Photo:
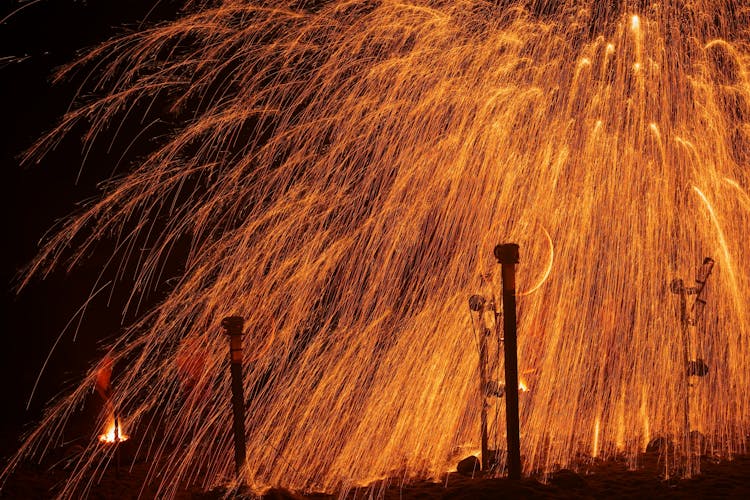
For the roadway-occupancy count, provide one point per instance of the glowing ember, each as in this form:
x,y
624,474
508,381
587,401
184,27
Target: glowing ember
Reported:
x,y
342,173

■ **Problem statement**
Rewrite the lines above with "glowing ember" switched to "hot coal" everywhere and everything else left unchanged. Leave the pictures out of your answer.

■ **Task answer**
Photo:
For the roadway-occupancy count, provide one point per instance of the hot coal, each as in this form:
x,y
624,474
508,381
587,401
184,27
Target: hot coal
Reported:
x,y
342,173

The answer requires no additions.